Problem description —
Find how many lines in this data contain the string "below". Respond with only that number.

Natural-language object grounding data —
··········

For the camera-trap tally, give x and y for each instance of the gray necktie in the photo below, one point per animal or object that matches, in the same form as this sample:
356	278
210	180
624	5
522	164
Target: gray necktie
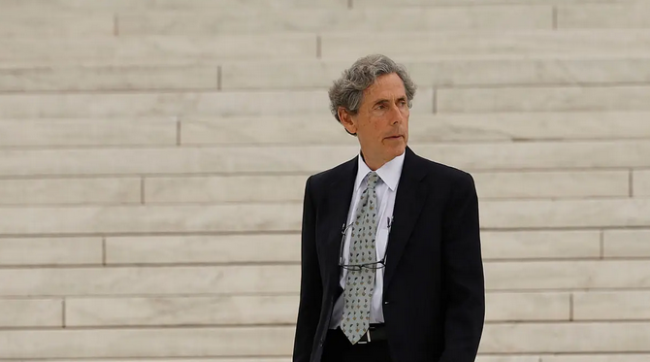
360	284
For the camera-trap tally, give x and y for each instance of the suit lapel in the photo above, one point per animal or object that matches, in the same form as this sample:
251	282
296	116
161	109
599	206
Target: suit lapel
339	197
409	200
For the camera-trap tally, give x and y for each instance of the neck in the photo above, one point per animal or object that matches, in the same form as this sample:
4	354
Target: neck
373	164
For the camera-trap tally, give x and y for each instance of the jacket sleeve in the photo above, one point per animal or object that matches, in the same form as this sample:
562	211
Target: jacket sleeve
463	278
311	290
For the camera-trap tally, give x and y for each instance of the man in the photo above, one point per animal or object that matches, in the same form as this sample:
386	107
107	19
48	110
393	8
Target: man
391	256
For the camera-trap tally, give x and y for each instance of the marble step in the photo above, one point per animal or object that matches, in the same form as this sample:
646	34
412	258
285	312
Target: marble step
569	42
324	20
423	129
443	73
303	160
506	276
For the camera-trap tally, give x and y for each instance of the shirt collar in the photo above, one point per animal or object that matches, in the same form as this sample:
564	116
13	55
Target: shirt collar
389	173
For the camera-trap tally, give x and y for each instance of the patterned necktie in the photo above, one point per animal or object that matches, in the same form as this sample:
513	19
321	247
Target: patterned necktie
360	284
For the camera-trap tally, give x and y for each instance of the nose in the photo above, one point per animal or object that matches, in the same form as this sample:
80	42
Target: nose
396	115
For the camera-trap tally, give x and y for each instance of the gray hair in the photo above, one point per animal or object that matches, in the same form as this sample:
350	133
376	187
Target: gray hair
347	91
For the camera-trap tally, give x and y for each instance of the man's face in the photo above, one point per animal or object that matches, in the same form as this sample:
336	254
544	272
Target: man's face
382	121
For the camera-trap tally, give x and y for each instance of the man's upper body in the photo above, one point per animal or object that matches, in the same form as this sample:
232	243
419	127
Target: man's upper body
430	293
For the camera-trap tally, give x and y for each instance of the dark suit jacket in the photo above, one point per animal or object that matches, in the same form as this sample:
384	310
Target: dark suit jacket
433	296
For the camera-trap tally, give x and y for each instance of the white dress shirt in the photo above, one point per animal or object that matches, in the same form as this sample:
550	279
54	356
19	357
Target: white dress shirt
389	175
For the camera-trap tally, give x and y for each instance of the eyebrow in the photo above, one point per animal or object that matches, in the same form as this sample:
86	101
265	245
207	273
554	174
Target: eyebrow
403	98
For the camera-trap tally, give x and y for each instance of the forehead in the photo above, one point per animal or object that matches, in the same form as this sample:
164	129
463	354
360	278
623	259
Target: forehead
387	86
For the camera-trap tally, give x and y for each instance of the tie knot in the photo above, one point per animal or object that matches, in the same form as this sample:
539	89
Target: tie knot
373	178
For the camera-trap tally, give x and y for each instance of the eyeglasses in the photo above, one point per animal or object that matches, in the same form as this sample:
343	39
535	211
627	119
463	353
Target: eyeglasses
379	264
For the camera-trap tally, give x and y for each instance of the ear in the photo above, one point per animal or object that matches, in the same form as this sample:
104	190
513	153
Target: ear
347	120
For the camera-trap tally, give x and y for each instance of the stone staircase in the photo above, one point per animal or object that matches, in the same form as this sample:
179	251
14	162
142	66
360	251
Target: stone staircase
153	155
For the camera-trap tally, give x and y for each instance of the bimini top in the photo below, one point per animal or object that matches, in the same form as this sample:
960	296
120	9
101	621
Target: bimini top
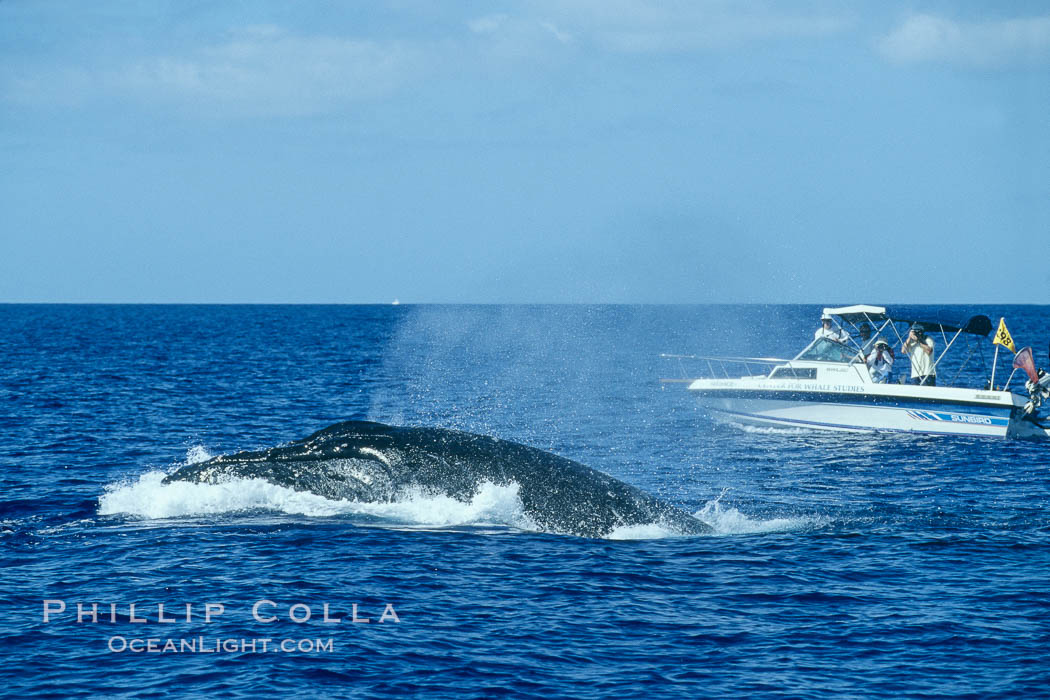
979	325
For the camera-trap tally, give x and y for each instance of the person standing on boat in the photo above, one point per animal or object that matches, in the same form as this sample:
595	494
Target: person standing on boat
825	331
880	362
920	348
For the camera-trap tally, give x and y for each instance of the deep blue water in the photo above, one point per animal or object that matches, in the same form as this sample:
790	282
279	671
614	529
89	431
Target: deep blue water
841	566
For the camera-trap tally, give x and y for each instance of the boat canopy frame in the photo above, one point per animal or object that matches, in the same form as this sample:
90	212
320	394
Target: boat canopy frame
874	316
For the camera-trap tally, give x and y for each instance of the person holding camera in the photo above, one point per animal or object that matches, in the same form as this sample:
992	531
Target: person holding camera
826	331
880	362
920	348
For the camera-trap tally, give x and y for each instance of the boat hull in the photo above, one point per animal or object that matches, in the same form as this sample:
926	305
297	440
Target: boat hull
861	410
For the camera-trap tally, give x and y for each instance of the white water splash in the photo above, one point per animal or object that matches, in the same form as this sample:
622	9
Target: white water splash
150	497
647	531
197	453
732	522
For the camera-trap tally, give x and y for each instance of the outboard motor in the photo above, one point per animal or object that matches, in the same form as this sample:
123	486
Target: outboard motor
1037	391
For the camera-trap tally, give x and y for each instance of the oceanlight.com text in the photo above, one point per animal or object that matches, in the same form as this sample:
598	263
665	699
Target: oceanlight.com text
119	644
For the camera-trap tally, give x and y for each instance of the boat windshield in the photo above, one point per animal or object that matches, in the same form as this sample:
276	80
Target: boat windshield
825	349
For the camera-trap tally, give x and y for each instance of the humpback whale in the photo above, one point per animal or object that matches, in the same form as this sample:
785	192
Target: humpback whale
373	462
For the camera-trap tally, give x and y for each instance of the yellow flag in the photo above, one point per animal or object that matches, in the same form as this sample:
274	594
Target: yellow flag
1003	336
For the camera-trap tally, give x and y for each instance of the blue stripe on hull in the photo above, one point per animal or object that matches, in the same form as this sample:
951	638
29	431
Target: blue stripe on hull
855	399
838	426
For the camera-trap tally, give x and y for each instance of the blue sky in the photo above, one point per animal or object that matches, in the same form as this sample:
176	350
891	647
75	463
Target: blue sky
543	151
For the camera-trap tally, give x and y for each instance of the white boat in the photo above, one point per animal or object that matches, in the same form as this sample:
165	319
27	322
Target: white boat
828	386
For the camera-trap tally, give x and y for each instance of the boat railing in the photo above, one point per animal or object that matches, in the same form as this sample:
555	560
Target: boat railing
717	367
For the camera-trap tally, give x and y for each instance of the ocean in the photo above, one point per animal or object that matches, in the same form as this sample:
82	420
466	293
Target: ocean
839	565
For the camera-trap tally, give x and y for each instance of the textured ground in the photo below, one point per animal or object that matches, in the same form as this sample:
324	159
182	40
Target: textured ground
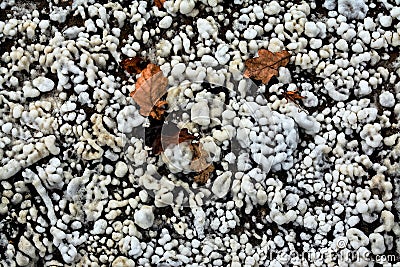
315	182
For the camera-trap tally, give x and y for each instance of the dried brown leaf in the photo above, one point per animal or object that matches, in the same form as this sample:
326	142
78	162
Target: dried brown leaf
266	65
149	91
204	175
176	137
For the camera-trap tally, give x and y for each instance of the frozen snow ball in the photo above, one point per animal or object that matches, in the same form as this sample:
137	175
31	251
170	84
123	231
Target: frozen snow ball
43	84
311	29
122	261
165	23
200	113
352	9
121	169
386	99
128	118
144	217
385	21
186	6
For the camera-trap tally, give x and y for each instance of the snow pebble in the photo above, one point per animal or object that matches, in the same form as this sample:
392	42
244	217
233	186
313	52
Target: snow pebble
311	29
186	6
377	243
144	217
273	8
342	45
357	48
250	34
43	84
386	99
165	23
121	169
365	89
385	21
222	184
258	11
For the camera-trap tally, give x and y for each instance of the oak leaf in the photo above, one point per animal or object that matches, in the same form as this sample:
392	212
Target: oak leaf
200	165
266	65
134	65
175	137
204	175
159	3
149	91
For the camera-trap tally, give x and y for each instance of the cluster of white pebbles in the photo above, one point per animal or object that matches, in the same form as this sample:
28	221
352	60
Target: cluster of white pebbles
311	186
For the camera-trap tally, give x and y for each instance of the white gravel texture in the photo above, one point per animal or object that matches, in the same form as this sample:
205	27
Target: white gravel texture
309	183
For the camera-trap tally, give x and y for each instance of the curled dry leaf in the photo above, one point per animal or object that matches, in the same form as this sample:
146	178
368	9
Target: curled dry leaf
293	96
150	87
200	164
158	110
134	64
159	3
177	136
204	175
266	65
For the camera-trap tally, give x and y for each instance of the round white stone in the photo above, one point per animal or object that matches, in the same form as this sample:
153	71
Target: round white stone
385	21
386	99
144	217
121	169
43	84
165	23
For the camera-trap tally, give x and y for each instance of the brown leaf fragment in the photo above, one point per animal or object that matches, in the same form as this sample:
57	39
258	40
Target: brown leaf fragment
159	3
150	70
178	136
150	90
158	110
266	65
204	175
134	65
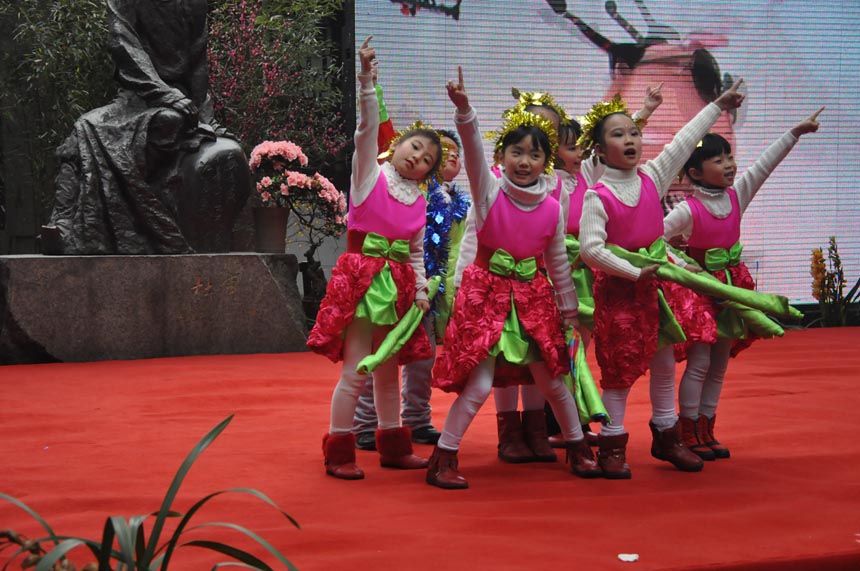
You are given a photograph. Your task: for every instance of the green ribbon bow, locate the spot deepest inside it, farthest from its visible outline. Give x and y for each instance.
(504, 264)
(379, 247)
(721, 258)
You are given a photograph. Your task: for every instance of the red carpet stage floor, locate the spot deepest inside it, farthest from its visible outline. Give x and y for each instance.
(83, 441)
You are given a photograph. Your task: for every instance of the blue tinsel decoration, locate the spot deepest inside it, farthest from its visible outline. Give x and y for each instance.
(440, 216)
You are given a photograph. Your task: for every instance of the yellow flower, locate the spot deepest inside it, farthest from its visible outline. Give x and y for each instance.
(818, 271)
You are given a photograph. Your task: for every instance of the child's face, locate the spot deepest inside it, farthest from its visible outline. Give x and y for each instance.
(716, 172)
(622, 146)
(414, 157)
(524, 161)
(452, 165)
(570, 156)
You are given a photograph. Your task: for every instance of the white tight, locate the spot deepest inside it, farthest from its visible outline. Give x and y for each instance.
(478, 387)
(532, 397)
(662, 389)
(703, 378)
(362, 336)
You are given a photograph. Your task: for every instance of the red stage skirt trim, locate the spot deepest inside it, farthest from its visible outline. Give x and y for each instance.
(482, 304)
(350, 279)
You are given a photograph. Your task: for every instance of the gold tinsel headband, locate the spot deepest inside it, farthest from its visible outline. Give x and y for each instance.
(600, 111)
(539, 99)
(516, 118)
(417, 126)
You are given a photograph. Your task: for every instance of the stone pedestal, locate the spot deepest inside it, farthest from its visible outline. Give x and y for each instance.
(92, 308)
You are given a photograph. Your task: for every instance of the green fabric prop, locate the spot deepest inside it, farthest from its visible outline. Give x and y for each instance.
(583, 387)
(749, 305)
(399, 335)
(583, 281)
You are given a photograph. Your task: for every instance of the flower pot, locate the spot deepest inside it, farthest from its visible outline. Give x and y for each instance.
(270, 229)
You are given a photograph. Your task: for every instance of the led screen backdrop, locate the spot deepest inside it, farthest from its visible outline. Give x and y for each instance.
(793, 57)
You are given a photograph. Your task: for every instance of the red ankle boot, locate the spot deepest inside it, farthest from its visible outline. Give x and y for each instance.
(512, 446)
(581, 459)
(612, 456)
(707, 430)
(534, 432)
(339, 452)
(692, 437)
(442, 470)
(666, 445)
(395, 449)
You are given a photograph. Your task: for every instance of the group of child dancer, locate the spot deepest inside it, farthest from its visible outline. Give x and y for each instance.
(534, 243)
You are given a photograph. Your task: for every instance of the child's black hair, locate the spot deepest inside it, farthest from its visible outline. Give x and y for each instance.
(450, 135)
(431, 134)
(569, 132)
(712, 145)
(537, 134)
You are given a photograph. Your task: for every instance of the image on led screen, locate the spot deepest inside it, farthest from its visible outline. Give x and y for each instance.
(793, 57)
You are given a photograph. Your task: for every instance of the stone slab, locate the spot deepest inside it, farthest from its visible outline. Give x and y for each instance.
(93, 308)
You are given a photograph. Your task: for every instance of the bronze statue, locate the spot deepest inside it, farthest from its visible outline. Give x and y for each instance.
(151, 172)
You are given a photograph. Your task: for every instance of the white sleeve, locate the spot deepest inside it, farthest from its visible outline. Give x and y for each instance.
(468, 247)
(665, 167)
(365, 169)
(752, 179)
(592, 240)
(558, 268)
(416, 260)
(483, 184)
(679, 222)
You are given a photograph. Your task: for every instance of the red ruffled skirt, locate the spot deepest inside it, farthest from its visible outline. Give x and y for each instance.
(627, 325)
(482, 304)
(349, 281)
(707, 310)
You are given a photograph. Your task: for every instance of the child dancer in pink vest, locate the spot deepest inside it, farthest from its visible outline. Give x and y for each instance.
(504, 305)
(623, 211)
(375, 282)
(710, 221)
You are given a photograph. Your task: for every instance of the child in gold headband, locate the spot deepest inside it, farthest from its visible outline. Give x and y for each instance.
(504, 305)
(622, 213)
(376, 281)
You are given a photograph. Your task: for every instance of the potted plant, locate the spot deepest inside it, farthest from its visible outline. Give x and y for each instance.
(287, 189)
(124, 545)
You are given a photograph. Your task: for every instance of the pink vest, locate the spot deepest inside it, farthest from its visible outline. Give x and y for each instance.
(521, 233)
(633, 227)
(711, 232)
(385, 215)
(576, 198)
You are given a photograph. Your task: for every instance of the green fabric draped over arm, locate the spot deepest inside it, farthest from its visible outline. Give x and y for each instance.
(583, 281)
(749, 304)
(399, 335)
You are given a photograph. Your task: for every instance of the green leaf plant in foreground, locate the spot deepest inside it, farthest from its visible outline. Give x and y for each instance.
(124, 545)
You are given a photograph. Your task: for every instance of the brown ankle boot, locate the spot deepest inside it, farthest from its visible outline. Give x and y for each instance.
(692, 437)
(612, 456)
(442, 470)
(707, 431)
(339, 453)
(534, 432)
(666, 445)
(581, 459)
(512, 446)
(395, 449)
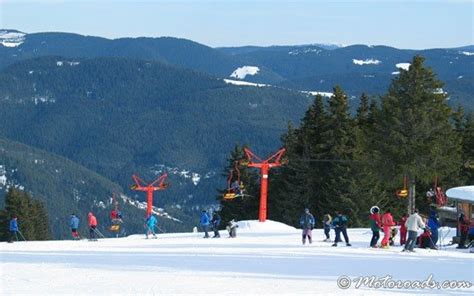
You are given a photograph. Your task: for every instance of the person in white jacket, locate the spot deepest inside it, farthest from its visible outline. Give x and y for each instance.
(414, 222)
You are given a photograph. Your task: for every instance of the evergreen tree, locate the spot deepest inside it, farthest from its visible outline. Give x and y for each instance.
(365, 186)
(413, 134)
(338, 149)
(466, 131)
(39, 217)
(32, 215)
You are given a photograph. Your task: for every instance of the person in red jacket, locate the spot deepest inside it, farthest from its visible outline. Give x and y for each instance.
(387, 222)
(403, 229)
(92, 226)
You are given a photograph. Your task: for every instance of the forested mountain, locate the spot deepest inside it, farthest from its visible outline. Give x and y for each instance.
(318, 67)
(120, 116)
(179, 52)
(155, 105)
(360, 68)
(66, 187)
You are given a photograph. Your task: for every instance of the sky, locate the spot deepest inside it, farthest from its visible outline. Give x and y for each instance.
(410, 24)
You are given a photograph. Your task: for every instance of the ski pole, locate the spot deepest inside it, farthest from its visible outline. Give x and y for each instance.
(160, 229)
(98, 233)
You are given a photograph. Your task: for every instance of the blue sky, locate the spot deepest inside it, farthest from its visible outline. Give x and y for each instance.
(404, 24)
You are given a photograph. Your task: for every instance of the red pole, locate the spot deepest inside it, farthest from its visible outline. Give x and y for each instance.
(262, 215)
(149, 200)
(264, 166)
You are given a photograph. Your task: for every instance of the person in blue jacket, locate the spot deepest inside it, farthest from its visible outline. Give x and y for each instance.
(151, 222)
(340, 225)
(74, 226)
(433, 225)
(307, 225)
(216, 222)
(13, 229)
(204, 221)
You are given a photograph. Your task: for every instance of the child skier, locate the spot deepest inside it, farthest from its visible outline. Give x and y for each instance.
(327, 220)
(414, 222)
(204, 221)
(340, 225)
(232, 228)
(74, 223)
(387, 223)
(216, 221)
(403, 229)
(433, 225)
(375, 224)
(13, 229)
(150, 226)
(92, 226)
(307, 225)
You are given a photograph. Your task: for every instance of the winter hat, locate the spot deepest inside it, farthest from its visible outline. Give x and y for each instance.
(374, 210)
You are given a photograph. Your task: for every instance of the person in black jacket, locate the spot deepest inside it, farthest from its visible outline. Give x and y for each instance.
(215, 222)
(340, 225)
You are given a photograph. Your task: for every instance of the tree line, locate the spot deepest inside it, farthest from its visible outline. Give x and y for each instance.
(344, 162)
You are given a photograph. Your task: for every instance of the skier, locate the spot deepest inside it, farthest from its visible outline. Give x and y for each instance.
(13, 229)
(216, 221)
(413, 223)
(393, 234)
(204, 221)
(403, 229)
(425, 239)
(340, 225)
(431, 195)
(92, 226)
(150, 225)
(387, 223)
(433, 225)
(463, 229)
(232, 228)
(74, 224)
(375, 224)
(307, 225)
(327, 220)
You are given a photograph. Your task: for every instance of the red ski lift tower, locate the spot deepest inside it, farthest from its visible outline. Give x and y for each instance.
(264, 166)
(158, 184)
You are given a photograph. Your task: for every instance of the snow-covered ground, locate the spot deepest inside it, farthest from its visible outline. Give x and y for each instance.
(242, 72)
(264, 259)
(366, 62)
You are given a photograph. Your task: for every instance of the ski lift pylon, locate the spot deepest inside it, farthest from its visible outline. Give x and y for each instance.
(403, 192)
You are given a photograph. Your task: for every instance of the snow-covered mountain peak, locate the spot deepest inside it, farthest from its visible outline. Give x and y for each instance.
(366, 62)
(241, 72)
(11, 38)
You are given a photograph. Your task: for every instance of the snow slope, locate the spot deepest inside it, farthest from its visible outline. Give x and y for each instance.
(241, 72)
(264, 259)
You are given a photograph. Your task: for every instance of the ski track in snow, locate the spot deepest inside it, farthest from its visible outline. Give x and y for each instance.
(262, 260)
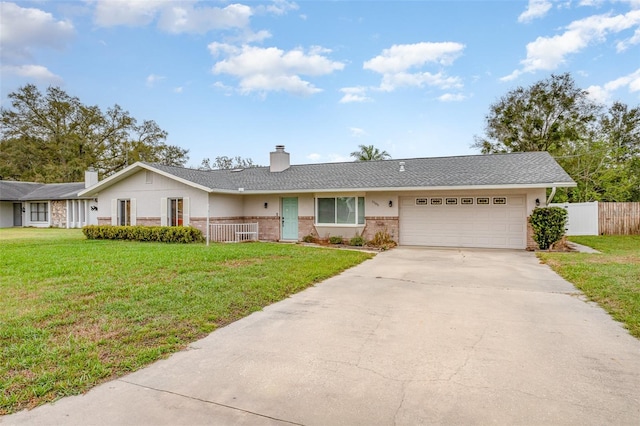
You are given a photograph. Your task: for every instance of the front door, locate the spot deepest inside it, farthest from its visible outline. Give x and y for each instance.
(290, 218)
(17, 214)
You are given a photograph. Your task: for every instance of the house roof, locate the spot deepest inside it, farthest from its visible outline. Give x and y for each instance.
(526, 169)
(29, 191)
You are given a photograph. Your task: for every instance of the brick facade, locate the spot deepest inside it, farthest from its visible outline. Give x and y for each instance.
(374, 224)
(148, 221)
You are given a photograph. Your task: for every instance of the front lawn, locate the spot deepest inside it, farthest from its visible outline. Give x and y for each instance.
(611, 278)
(75, 312)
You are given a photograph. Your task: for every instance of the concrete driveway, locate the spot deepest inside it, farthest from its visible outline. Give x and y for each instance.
(413, 336)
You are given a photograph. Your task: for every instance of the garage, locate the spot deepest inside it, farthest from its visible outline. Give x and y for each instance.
(464, 221)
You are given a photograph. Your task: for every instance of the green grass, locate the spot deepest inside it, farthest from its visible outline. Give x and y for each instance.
(75, 313)
(611, 278)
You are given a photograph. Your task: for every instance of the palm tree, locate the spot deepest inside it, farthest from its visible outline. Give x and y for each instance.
(369, 153)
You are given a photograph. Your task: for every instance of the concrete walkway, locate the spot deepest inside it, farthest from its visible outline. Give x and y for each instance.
(413, 336)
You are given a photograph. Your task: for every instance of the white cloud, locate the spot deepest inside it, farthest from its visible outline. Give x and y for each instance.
(604, 93)
(184, 18)
(401, 57)
(396, 65)
(623, 45)
(132, 13)
(535, 9)
(391, 82)
(279, 7)
(152, 79)
(452, 97)
(547, 53)
(354, 94)
(270, 69)
(27, 29)
(188, 16)
(34, 72)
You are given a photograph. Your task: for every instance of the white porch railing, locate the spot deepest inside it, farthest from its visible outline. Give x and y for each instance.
(233, 232)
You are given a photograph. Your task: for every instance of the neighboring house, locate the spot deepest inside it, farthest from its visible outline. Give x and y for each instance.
(467, 201)
(46, 205)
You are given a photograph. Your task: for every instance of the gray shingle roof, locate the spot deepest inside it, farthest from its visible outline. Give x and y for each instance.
(28, 191)
(526, 168)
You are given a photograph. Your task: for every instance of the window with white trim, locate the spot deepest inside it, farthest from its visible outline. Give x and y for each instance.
(340, 210)
(124, 212)
(175, 213)
(39, 212)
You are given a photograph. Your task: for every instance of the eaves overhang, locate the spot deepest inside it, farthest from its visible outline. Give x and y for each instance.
(246, 191)
(131, 170)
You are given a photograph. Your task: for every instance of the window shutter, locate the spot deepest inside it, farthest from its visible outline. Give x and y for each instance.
(185, 211)
(163, 211)
(114, 212)
(133, 211)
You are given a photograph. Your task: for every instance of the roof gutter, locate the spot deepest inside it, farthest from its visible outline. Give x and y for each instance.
(246, 191)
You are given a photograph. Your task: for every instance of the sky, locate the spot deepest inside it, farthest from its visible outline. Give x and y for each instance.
(223, 78)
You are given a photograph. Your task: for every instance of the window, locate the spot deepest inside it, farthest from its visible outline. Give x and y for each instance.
(340, 210)
(124, 212)
(39, 212)
(175, 212)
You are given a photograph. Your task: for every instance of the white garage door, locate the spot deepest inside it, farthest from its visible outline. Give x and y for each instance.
(459, 221)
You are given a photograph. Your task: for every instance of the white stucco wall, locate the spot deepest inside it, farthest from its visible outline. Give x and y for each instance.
(6, 214)
(148, 195)
(226, 205)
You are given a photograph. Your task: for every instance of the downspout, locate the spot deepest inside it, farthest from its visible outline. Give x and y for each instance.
(208, 230)
(553, 193)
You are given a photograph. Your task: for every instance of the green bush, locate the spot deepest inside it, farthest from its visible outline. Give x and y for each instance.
(337, 239)
(548, 225)
(162, 234)
(382, 240)
(357, 241)
(309, 238)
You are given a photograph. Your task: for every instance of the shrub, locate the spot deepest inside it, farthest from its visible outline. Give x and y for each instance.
(309, 238)
(548, 225)
(163, 234)
(336, 239)
(382, 240)
(357, 240)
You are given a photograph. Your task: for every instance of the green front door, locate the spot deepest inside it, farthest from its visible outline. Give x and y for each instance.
(290, 218)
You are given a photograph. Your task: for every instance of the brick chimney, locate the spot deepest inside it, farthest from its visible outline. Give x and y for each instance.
(279, 159)
(90, 177)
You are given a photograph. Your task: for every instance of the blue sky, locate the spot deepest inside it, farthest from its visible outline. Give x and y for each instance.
(414, 78)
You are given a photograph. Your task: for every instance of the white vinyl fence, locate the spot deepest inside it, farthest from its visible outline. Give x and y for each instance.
(582, 217)
(233, 232)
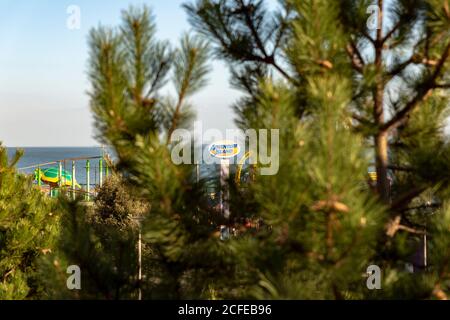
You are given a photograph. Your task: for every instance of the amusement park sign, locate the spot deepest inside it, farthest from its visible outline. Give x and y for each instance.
(224, 149)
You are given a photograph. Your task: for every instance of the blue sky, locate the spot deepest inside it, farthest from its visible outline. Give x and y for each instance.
(43, 70)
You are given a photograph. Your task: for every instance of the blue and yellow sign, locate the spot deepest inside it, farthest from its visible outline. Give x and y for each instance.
(224, 149)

··········

Your solution —
3